● Required work
Lines in the listing below containing the string "correct" are to be identified and copied.

● Information

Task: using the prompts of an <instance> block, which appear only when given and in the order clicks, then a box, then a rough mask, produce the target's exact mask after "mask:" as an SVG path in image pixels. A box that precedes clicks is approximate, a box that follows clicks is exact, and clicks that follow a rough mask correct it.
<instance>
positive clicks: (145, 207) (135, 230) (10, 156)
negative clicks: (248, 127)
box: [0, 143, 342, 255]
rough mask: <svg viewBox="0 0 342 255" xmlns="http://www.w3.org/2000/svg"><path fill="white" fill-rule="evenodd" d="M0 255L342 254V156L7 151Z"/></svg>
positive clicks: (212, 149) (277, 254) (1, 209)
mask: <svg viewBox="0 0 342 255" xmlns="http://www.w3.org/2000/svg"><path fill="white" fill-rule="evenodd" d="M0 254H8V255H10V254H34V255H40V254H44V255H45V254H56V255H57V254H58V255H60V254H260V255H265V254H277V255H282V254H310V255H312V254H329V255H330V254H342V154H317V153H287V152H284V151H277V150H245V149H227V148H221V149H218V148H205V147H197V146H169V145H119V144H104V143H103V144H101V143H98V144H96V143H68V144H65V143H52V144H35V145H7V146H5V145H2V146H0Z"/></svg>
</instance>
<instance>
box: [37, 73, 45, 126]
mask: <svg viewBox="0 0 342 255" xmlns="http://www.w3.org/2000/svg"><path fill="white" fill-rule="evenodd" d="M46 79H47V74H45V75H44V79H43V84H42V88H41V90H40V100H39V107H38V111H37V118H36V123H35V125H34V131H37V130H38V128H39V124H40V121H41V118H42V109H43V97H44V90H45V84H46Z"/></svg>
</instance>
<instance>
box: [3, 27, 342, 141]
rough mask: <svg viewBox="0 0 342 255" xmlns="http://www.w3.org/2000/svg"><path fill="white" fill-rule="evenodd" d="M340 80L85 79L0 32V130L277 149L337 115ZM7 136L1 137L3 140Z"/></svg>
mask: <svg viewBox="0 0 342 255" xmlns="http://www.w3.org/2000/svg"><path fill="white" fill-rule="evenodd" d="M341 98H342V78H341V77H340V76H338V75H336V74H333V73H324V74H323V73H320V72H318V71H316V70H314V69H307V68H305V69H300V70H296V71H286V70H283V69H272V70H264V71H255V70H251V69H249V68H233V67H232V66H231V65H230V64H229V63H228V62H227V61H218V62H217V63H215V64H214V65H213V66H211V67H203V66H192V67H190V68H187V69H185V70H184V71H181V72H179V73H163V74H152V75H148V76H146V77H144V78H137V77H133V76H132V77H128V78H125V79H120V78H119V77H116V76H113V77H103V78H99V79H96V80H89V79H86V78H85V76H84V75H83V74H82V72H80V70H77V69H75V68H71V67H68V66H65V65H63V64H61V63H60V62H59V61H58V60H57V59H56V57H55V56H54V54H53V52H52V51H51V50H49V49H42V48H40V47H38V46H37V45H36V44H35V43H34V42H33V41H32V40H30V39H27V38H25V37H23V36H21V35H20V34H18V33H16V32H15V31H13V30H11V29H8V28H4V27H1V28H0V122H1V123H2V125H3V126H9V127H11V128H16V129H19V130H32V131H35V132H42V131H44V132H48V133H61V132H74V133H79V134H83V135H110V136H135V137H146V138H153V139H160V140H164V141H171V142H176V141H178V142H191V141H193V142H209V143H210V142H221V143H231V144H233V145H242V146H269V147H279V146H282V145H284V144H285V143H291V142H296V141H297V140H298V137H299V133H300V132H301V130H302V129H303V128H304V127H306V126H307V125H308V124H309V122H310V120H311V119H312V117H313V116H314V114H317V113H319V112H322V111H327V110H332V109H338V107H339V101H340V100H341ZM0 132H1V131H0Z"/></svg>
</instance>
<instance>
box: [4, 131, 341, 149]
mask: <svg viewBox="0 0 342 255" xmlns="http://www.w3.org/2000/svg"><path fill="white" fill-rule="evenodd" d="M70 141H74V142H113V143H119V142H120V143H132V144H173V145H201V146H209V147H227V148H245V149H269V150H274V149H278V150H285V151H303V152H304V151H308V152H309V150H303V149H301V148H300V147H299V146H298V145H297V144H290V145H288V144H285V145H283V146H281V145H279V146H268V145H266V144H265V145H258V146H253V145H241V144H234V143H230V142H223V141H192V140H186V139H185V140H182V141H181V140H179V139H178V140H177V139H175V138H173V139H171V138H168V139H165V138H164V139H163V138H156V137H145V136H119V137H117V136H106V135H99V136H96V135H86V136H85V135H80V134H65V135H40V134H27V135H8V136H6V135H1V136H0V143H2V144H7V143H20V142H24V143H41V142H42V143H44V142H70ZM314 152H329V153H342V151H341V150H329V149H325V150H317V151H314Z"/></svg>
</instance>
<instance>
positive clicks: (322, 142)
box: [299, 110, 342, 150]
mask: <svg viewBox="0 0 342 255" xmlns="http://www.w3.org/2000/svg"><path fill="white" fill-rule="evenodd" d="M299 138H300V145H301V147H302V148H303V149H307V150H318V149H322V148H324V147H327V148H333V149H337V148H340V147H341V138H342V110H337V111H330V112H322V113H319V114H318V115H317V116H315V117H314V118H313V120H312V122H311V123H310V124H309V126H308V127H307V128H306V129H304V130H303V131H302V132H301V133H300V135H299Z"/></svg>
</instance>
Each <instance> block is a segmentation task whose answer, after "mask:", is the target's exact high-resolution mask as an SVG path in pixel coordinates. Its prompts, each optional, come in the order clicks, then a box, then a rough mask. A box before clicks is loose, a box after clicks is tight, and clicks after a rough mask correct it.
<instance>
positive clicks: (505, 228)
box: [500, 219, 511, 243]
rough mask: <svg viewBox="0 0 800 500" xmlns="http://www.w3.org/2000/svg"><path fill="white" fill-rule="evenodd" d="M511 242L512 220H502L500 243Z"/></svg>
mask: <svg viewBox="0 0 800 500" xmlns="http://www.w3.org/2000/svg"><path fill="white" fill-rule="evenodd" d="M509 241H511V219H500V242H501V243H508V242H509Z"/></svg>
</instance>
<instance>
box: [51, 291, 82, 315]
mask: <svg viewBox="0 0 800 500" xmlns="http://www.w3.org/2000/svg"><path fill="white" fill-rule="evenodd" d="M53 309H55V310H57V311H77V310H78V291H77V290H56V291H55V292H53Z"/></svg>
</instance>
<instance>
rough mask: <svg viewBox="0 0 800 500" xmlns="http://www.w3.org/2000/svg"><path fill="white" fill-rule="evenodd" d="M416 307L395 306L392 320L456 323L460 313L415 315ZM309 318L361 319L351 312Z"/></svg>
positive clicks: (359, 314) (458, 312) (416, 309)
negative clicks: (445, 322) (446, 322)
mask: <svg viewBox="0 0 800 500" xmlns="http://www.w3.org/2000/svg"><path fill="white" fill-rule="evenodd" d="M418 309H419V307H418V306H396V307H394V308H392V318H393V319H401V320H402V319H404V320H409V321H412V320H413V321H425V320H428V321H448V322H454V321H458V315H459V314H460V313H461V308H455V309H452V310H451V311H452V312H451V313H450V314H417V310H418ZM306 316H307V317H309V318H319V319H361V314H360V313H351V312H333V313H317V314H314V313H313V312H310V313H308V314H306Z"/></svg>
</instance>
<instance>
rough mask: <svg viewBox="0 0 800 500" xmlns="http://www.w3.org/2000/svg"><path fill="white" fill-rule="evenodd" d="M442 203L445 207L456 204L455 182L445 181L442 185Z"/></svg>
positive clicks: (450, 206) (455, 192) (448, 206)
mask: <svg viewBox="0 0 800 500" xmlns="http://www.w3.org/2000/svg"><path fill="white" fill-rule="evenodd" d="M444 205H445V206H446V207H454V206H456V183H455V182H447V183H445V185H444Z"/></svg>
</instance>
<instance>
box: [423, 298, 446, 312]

● Response to the task
Task: using the prompts of an <instance> block, which appear only when given and in the order clicks, then a box, then a rough mask, produce the target's exact mask after "mask:" as an SVG path in image pixels. A box that precedes clicks is approximate, a box that follows clicks is exact, and clicks that follow a rough mask correct it.
Each <instance> block is a segmentation task whose answer, after "mask:", is the target's exact high-resolution mask as an SVG path in pixel coordinates. Its prompts, each optional, come in the order clicks, then a box, then a rough mask. A box before clicks is loose, a box after clicks is tight, and clicks after a rough mask correct it.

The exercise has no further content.